Le spectre amitié-amour

Salut !

Parfois, je me dis qu’il existe autant de relation que de pair d’individus. Mais parfois, j’ai quand-même envie de théoriser ce truc, alors qu’il est insaisissable tant il a de facettes.

Du coup j’essaie quand-même. Mais, à ce moment-là, les concepts d’ « amitié » et d’ « amour » sont trop peu pour décrire les différents degrés d’intimité relationnelle, et surtout leur signification dans les scripts existentiels qu’on suit tous comme des grands morts #SociétéDuSpectacle.

J’ai donc imaginé une nouvelle échelle pour situer mes types de relation. Pour moi c’est progressivement plus intime, mais peut-être pour vous il y a des choses plus intimes avant d’autres ?

Ami-très-vitef

C’est la personne à qui je fais un signe de main dans la rue, mais sans ralentir.

Ami-très-vitef-mais-moins

C’est la personne à qui je dis « salut, ça va ? », donc là on se parle, mais sans nous arrêter non plus, donc ça laisse juste le temps de répondre « bien, et toi? » et là on est déjà trop loin pour entendre une réponse éventuelle.

▶ [Consigne écrite A]: Relevez toutes les expressions placées entre guillemets dans le texte sur le spectre amitié-amour.
▶ [Consigne écrite B]: Poursuivez le texte sur le spectre amitié-amour après sa dernière phrase.

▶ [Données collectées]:
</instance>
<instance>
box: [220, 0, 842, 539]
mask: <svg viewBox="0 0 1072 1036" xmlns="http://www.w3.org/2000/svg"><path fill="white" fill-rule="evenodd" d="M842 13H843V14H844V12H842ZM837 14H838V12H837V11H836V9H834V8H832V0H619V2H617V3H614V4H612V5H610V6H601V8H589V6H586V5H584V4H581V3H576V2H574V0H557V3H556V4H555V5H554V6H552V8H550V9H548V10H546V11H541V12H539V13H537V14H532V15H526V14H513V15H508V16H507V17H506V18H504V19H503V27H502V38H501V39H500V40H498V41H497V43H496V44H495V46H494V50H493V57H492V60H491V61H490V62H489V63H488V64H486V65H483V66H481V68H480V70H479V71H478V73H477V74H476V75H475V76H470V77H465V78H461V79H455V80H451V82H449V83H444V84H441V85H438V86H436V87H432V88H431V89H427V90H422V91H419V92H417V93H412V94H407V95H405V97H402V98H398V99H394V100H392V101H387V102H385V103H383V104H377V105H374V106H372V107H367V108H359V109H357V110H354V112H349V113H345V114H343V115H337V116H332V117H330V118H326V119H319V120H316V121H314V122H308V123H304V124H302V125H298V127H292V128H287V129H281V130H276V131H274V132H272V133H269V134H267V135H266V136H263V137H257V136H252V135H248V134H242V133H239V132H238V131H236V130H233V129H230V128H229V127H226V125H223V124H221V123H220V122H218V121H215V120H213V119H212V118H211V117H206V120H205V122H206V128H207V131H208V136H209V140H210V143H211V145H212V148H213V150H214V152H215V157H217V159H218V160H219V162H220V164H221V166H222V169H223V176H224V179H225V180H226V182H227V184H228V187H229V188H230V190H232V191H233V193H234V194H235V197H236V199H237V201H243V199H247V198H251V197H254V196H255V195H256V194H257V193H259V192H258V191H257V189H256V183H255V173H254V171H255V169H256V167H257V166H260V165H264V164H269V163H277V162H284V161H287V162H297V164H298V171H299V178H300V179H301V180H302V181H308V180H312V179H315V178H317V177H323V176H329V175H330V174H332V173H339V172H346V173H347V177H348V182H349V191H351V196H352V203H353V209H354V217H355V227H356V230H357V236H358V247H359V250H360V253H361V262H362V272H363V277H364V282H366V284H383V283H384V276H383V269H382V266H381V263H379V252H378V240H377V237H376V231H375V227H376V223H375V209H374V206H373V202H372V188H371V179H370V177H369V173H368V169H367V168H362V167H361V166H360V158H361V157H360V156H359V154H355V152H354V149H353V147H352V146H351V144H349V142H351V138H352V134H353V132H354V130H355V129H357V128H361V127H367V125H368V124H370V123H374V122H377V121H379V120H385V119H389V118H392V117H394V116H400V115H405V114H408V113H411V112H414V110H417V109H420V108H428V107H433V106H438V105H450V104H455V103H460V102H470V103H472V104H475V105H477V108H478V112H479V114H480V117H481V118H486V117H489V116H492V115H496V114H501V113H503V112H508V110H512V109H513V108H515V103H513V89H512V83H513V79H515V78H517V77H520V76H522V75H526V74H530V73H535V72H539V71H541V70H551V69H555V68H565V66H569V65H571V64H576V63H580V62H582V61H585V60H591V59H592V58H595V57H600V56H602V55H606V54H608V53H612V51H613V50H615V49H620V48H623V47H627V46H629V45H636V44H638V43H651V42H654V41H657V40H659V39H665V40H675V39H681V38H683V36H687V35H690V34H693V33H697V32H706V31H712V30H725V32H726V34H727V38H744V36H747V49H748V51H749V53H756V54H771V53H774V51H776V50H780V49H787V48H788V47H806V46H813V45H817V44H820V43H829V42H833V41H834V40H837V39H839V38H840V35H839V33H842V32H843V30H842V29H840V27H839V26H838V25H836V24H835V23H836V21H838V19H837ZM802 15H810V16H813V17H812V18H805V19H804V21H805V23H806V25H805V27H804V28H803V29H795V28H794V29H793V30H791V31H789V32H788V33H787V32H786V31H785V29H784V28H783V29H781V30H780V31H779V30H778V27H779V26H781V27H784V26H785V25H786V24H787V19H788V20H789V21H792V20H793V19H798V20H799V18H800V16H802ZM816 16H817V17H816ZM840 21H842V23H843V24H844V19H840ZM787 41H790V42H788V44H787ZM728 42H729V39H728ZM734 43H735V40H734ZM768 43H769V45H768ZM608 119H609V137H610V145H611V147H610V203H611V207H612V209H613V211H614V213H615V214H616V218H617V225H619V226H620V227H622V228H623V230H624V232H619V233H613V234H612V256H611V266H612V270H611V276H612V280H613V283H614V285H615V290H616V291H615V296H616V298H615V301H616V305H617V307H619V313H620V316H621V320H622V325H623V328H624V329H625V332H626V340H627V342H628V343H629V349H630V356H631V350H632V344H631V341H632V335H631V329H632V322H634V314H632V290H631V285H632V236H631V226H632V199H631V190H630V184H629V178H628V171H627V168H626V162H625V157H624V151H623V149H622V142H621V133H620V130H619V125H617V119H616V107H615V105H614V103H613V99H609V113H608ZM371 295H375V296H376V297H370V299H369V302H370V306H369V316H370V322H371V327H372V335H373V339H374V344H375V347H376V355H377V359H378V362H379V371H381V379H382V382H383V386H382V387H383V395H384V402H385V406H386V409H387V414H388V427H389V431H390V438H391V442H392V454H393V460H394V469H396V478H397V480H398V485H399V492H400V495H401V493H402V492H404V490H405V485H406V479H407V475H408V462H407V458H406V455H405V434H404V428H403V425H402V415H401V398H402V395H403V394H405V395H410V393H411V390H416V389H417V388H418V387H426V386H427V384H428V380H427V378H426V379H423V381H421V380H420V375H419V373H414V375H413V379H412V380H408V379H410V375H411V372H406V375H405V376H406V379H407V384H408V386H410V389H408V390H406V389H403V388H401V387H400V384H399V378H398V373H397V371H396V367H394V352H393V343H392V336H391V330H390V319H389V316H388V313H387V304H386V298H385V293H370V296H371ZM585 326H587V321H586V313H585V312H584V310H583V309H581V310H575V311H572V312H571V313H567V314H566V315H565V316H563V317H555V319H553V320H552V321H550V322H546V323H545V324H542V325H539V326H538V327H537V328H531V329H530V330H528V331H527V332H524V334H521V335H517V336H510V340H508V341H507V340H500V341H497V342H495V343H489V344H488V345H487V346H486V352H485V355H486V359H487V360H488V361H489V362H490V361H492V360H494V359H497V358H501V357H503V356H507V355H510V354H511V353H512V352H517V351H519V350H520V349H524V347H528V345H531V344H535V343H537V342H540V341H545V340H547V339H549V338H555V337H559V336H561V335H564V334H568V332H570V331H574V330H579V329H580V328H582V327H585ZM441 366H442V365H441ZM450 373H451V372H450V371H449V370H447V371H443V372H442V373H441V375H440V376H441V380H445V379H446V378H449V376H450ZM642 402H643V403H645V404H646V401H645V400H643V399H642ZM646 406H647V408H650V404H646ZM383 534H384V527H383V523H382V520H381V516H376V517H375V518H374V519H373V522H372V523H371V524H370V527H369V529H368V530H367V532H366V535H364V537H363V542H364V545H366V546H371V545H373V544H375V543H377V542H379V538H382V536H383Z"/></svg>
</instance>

* * *

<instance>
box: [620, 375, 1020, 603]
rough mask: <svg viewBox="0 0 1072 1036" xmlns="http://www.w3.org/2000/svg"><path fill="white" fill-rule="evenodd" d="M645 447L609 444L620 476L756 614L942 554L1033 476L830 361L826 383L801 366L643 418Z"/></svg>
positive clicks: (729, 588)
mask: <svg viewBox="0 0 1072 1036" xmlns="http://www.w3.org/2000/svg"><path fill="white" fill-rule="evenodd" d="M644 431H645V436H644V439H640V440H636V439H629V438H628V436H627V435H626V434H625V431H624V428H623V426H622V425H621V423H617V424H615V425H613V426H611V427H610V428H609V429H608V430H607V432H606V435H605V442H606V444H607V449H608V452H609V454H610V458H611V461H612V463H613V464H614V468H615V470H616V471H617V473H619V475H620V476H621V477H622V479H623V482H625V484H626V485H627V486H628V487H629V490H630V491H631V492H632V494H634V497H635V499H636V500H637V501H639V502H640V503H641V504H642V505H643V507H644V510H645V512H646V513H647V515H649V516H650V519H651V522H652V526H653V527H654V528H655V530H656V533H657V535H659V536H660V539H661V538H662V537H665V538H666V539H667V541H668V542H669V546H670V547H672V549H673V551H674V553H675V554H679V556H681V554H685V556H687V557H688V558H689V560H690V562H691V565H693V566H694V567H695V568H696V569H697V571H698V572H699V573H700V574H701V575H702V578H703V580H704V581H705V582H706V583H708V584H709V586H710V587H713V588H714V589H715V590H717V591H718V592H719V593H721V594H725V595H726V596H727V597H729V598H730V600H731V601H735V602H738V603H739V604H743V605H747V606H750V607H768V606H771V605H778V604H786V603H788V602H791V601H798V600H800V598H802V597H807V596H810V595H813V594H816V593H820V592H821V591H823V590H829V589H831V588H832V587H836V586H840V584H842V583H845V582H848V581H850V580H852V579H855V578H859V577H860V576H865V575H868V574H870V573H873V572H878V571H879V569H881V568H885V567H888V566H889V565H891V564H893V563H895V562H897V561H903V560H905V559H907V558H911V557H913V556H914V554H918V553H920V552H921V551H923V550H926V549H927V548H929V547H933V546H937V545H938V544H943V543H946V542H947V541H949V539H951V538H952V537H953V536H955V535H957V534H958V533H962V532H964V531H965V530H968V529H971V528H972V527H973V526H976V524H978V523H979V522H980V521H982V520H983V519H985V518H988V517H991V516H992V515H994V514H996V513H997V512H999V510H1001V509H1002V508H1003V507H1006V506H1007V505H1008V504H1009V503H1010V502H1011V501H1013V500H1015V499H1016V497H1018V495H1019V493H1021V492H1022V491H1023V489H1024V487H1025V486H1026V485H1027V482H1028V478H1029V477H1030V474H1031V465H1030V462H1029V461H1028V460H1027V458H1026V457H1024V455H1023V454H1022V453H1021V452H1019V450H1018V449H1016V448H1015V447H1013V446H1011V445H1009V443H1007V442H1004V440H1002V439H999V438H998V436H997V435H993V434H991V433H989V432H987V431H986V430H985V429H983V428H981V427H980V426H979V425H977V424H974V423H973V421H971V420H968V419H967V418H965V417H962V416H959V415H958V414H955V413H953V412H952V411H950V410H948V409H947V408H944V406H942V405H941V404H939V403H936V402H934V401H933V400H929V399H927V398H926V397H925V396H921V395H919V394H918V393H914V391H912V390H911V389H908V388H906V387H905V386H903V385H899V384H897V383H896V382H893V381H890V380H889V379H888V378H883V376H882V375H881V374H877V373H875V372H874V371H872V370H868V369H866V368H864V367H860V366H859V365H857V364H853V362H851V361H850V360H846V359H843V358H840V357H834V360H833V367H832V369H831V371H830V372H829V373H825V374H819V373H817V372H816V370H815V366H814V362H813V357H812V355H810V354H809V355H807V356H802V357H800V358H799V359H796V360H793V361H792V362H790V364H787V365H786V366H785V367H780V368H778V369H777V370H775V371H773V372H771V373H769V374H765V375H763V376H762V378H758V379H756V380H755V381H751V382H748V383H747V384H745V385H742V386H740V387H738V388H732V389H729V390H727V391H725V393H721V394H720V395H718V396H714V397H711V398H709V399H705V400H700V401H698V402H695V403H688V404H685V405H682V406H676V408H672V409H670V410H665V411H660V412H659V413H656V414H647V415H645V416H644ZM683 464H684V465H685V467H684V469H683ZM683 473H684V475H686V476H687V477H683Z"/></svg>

▶ [Résultat de l'exercice A]:
« amitié »
« amour »
« salut, ça va ? »
« bien, et toi? »

▶ [Résultat de l'exercice B]:
Ami-vitef

Ok, là on s’arrête 2-3 minutes quand on se croise dans la rue pour parler du taf et poser une question sur par exemple son frère parce qu’on était dans la même classe d’école pendant 2-3 ans.

Ami-collègue

Attention, il est très différent de Amir-Ouvrage, qui viendra après. C’est juste la personne avec qui on se force de rester poli, voir sympa, parce qu’on bosse au même endroit et que c’est déjà assez chiant comme ça pour commencer à risquer d’être sincère et de créer du drama.

Ami-café

Ben c’est quelqu’un-e que, si je la vois dans la rue, et que j’ai genre 20 minutes avant mon train, je ne vais pas préférer attendre seul, mais aller vers lui et dire « eh salut, t’as le temps pour un café ? » mais toute tentative de se voir autrement que pour un bref café n’aboutit jamais.

Ami-soirée

Un amie avec qui je fais la teuf, mais que je vois uniquement dans un contexte de fête, justement. Même si on se dit parfois « ‘faudrait trop qu’on se capte une fois ! » mais on le fait pas parce qu’en se voyant sans être désinhibé par une substance quelconque, on se gêne.

Ami-Amir

J’écris « amir », parce c’est là que pour ça commence à être flou entre l’amitié et l’amour.

Amir-vacances

Quelqu’un-e avec qui je suis ok de passer 1-2 semaines un peu tout le temps ensemble.

Amir-ouvrage

Une personne avec qui je prends plaisir à œuvrer ensemble dans un projet commun. Nous savons échanger nos points de vue sans rager que l’autre ne s’y conforme pas parfaitement. Deux paroles qui coexistent dans un dialogue, sans que l’une disparaisse, en écrasant l’autre ou en s’écrasant soi.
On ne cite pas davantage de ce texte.